=== GIVEN DATA ===

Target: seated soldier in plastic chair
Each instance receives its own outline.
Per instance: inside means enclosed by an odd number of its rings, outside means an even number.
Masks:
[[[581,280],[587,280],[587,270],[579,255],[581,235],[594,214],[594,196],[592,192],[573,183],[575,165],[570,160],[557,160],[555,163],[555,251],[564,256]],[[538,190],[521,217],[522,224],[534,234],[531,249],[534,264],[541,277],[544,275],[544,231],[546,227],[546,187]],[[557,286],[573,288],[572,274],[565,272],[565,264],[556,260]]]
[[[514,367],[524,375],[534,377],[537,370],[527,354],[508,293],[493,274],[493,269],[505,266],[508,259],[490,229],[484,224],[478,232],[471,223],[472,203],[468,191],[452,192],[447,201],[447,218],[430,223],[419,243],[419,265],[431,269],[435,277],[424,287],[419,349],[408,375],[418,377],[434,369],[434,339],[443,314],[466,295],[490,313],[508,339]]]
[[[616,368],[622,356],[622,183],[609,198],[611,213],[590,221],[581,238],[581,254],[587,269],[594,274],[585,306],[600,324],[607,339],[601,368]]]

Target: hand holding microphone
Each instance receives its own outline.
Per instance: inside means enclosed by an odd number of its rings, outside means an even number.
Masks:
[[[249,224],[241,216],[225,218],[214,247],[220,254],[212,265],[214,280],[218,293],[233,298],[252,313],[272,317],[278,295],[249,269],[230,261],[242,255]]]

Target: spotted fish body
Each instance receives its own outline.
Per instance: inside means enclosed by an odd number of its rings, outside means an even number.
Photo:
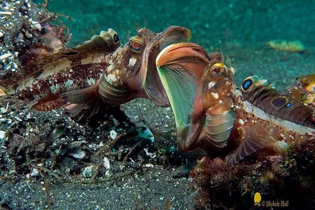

===

> _THE PROBLEM_: Rewrite the items from the line containing "Target: hand holding microphone" through the end of the items, swapping "outline" for "contour" and leaving everything else unchanged. Do not include the pictures in the answer.

> _FINAL RESULT_:
Target: hand holding microphone
Each instance receives its own contour.
Per instance: inside means enclosed by an odd number of its rings, outside means an even number.
Masks:
[[[249,224],[241,216],[225,218],[214,247],[220,254],[212,265],[214,280],[218,293],[233,298],[252,313],[272,317],[278,295],[249,269],[230,261],[242,255]]]

Target: spotted fish body
Each instance receives its own contour.
Per instance: inside means enclosed by an odd number of its rings, outside means an even number.
Photo:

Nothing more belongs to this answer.